■ Text
== Segment start ==
Since people have asked, privately and online:
Well, I’ve been stressed and depressed, like a lot of people of my general political inclination. I pretty much didn’t sleep for 36 hours starting Tuesday morning, since basically my brain went into “hyper alert” mode and wouldn’t turn off. I finally got some sleep yesterday by collapsing on my office sofa for a few hours, then waking up back in “hyper alert” mode, and then taking some Excedrin PM to force my brain back to sleep for a full night’s rest. Actually getting a lot of sleep seems to have helped. I’m still irritated and annoyed but my brain doesn’t feel like it has to be on.
Likewise, no appetite at all, which is in fact my body’s “normal” response to stress (when I’m bored or have a lot of work, I snack. I’ve been bored or working more than stressed in the recent past, and my waistline shows it). As I noted on Twitter, on one hand, this is good because I’m trying to lose weight; on the other hand it’s bad because it’s not actually healthy. I think I had 500 calories yesterday because my body just wasn’t telling me to eat. Today I’m still not hungry but made myself eat anyway, and real food, not just Good and Plenty candies, which constituted the bulk of my calories yesterday.
While I was on Twitter during the election results, people commented to me that I seemed calm, and have since praised me on my calmness over the last couple of days. Well, you know. I can’t take too much credit for that; I generally get calm when I’m freaked out. This is usually to my benefit (I’m the one actually able to direct traffic while everyone else is running around with their heads on fire, etc), but the ledgers eventually balance down the line. The good news for you is, you won’t have to see that.
All of this is fine… for a couple of days. It’s okay for me (or anyone) to acknowledge events have stressed and depressed them and do what they do to process those emotions. I do believe that when you have the luxury of being able to just have your emotions, you should have them so that you can more or less get over them and get back to a more normal space. The good news for me is that I have that luxury right now. I don’t have any work that’s pressing, or any other commitments, so I could just have my little freak out. If I were still super stressed and depressed after a week, I would most likely seek help for it. That wouldn’t be normal for me, and I would need to fix it.
But I already know I’m coming out of it. One of the reasons I know I’m coming out of it is that I have this “Oh, okay, this is how it’s going to be? Well, fine, then bring it” attitude that is crawling up from the back of my brain. Some of you longtime readers may recall this particular attitude from the Bush years. I suspect things will be getting a lot more political here (so if this is something you don’t want with your Whatever reading: Fair warning).
== Segment end ==
[Source records]
== Segment start ==
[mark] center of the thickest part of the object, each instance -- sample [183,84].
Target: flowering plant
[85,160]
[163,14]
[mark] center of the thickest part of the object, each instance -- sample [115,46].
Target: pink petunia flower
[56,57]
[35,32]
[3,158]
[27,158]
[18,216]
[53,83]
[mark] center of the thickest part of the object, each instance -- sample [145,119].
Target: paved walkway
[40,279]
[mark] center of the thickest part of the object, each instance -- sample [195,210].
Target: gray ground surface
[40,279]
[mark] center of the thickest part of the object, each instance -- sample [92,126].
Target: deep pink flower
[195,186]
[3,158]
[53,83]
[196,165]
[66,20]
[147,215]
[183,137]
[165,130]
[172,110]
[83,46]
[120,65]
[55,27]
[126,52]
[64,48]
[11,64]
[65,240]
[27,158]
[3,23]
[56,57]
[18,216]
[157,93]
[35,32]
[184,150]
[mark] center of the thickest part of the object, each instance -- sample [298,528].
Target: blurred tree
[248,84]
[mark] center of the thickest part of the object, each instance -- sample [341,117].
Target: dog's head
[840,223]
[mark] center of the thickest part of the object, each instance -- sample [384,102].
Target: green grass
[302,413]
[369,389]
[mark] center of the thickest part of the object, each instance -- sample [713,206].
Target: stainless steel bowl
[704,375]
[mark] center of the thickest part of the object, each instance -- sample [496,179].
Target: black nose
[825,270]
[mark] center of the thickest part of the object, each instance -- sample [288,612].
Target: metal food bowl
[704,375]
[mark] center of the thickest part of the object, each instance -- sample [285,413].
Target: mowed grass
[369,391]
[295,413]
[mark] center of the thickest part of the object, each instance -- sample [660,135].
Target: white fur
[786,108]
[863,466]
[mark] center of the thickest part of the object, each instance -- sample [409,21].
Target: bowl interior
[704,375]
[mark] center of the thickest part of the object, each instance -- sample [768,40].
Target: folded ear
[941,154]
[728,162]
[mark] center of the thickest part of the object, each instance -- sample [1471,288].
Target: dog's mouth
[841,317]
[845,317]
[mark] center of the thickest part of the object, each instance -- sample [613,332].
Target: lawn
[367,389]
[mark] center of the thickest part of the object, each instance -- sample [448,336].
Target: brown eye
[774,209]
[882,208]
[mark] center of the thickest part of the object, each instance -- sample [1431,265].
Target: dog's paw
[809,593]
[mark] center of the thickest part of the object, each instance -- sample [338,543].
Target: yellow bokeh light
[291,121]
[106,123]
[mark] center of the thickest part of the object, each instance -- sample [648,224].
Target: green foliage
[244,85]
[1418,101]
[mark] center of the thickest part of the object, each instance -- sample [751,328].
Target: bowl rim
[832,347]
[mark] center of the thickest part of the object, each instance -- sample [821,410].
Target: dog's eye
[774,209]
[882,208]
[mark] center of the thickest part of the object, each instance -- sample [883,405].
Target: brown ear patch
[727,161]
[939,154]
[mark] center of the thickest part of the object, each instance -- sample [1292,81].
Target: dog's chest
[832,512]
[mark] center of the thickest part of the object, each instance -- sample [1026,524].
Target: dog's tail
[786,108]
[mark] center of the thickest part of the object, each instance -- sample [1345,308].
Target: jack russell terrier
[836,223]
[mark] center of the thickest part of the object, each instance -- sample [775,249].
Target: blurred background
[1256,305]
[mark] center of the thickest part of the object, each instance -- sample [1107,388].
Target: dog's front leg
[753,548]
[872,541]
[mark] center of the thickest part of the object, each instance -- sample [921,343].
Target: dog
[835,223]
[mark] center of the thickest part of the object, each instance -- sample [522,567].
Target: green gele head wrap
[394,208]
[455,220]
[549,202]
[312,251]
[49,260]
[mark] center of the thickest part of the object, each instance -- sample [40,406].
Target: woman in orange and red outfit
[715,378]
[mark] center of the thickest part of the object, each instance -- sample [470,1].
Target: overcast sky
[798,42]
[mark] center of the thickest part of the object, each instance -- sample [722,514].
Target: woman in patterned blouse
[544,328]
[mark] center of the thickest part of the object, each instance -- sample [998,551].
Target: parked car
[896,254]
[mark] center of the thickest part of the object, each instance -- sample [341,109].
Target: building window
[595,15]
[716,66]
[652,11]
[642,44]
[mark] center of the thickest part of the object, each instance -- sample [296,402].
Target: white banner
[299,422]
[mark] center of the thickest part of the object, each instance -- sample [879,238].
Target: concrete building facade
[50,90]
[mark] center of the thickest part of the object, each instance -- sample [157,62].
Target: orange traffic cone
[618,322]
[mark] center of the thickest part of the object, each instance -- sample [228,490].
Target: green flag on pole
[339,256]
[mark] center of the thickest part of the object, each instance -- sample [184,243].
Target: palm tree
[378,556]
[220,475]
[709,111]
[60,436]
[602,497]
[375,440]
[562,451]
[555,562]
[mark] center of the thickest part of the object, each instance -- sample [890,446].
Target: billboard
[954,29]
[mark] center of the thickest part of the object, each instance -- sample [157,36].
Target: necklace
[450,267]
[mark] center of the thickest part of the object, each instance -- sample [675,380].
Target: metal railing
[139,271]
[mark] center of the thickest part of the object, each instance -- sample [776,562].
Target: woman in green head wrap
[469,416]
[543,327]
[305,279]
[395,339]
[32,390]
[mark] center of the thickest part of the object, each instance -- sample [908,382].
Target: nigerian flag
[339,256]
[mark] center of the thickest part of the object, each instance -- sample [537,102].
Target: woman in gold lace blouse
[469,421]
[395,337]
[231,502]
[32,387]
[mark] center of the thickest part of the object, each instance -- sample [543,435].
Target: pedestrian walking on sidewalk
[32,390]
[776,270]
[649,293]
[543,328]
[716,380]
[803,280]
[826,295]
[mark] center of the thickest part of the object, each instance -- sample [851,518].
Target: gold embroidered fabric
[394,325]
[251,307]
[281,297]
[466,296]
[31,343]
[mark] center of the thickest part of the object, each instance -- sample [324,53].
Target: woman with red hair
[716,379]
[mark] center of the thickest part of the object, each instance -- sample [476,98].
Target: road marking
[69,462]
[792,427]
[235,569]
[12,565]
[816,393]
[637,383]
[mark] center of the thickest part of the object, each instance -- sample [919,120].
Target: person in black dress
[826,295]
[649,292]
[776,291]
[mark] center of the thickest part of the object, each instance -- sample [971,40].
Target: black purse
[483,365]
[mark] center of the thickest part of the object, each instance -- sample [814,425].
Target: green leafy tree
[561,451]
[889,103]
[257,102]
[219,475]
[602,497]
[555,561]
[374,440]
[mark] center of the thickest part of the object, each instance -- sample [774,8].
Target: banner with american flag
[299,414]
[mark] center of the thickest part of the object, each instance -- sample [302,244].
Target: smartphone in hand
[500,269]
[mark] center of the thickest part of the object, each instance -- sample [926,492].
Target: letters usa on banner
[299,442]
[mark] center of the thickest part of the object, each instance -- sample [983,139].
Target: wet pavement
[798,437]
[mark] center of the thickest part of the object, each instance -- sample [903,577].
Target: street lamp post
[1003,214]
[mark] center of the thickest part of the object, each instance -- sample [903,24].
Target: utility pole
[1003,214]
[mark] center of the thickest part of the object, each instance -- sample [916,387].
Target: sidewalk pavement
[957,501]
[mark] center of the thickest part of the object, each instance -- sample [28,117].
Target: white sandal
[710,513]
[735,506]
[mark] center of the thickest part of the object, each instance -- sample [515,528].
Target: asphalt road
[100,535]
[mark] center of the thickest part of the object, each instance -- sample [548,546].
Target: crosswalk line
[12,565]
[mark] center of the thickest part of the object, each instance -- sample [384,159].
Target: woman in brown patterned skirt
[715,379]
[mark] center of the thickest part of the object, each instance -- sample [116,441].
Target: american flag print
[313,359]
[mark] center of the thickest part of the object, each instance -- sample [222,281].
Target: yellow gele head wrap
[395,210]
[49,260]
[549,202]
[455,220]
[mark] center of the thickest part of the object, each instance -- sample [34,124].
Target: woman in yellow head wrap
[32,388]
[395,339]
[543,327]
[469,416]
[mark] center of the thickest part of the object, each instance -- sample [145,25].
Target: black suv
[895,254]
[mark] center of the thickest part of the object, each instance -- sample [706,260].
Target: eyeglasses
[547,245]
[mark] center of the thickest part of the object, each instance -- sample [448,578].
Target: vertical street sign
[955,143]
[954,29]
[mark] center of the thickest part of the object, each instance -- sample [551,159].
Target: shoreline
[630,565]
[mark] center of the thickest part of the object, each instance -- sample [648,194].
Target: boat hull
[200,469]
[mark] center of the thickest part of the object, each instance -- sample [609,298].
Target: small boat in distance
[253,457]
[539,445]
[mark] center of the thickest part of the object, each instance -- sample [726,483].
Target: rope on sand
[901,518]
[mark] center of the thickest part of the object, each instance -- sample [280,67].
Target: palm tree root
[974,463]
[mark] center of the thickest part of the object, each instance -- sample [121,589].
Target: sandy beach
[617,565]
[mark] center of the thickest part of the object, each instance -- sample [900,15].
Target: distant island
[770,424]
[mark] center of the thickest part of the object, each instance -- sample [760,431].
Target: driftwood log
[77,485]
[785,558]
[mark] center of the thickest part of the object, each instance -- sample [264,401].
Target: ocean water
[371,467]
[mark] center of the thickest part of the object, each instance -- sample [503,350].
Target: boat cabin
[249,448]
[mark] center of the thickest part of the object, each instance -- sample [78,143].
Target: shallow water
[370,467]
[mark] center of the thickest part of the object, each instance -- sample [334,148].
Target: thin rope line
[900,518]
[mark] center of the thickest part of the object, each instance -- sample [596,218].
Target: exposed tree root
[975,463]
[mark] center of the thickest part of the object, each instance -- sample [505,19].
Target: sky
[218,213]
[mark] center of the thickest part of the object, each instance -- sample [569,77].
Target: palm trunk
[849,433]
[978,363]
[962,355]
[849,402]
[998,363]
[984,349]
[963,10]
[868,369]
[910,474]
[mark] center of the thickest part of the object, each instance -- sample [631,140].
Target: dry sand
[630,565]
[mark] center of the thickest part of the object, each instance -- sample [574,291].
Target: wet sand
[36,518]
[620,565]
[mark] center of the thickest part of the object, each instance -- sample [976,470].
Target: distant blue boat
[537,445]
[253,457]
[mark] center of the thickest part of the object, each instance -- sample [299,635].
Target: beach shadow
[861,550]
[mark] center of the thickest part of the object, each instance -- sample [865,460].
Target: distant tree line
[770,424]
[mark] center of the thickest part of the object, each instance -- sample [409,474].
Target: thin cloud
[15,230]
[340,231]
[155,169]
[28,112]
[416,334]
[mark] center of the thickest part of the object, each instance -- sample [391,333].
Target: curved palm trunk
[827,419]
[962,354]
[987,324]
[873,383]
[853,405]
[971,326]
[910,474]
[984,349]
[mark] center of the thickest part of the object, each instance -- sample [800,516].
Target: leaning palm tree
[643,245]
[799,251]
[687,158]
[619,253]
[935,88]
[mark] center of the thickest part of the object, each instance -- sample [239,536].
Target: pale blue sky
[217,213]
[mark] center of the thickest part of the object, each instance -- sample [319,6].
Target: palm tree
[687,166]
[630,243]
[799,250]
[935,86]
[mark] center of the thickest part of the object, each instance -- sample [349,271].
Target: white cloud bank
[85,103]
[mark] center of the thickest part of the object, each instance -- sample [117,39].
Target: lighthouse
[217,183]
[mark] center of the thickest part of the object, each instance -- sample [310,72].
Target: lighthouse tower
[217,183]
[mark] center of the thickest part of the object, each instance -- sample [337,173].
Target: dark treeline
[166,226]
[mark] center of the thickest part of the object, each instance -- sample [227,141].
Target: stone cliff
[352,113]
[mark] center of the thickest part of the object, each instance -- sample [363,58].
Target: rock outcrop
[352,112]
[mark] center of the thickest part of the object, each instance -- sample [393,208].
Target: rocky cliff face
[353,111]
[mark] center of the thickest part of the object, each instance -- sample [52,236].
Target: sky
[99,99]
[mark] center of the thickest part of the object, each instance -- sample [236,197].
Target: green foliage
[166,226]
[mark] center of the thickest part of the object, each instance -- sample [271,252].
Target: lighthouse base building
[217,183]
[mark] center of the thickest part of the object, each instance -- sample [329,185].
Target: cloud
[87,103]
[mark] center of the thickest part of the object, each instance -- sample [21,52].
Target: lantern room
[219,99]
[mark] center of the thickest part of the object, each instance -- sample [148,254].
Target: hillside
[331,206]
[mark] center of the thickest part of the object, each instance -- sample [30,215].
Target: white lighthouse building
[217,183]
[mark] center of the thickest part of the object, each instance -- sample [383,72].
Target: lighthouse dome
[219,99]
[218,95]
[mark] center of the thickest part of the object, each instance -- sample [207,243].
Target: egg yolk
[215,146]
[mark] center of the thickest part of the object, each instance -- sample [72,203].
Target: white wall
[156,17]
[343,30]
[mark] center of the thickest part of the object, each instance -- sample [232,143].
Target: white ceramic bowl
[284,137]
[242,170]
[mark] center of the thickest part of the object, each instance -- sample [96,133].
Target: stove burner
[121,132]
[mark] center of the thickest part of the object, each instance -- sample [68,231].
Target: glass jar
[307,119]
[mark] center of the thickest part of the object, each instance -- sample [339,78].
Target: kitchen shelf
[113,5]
== Segment end ==
■ Set of tasks
a) In the post about post-election stress, what did the writer take to force their brain back to sleep?
b) List every span of time the post about post-election stress measures in hours, days or weeks, naming each span once.
c) Continue the post about post-election stress from its last sentence.

■ Answers provided
a) Excedrin PM.

b) 36 hours, a few hours, a couple of days, a week

c)
But here’s the other thing, which is that I’m coming out of it because I know I am likely to be okay over the next four years. I’m straight and white and male and well off, and unusually for someone in my field, I have contractual stability in the form of multi-year, multi-book contract with a major publishing house. Literally, as long as I write a book a year I’m going to be fine, and my family is going to be fine, and if we’re not, well, we’re probably all screwed in a massive way that impacts even the most insulated. I have the luxury of being pissed off, and pretty much only being pissed off, and I also have the option of not being pissed-off when I want, and doing other things with my brain cycles.
But I know too many people — people that I like, people that I love — who don’t have my ability to ride it out, and won’t have the ability to just turn off the reality of a Trump presidency. People who are minorities, and/or LGTBQ, and/or women, all of whom fully expect rights to be taken away from them and a culture of hate to thrive, making their lives worse. People who have insurance through the ACA who know that the Trump administration has it as a priority to repeal the law, meaning that once again that medical insurance will likely be beyond their reach and they will simply have to hope they don’t get sick. My neighbors, who I expect are going to find out what the limits of Trump’s promises are, and how they will differ in reality from what he promised, and how much more difficult their lives will be because of it.
I believe that things are going to get worse for a lot of people I know, and by extension, for a lot of people I don’t know. I would like to be wrong on this — I would love to be wrong on this, please GOP and Trump, prove me wrong — but I don’t think I will be.
I have the luxury of getting over this election. I worry about the people who don’t. I suspect that worry isn’t going to go away for at least four years.
And that’s how I’m doing at the moment.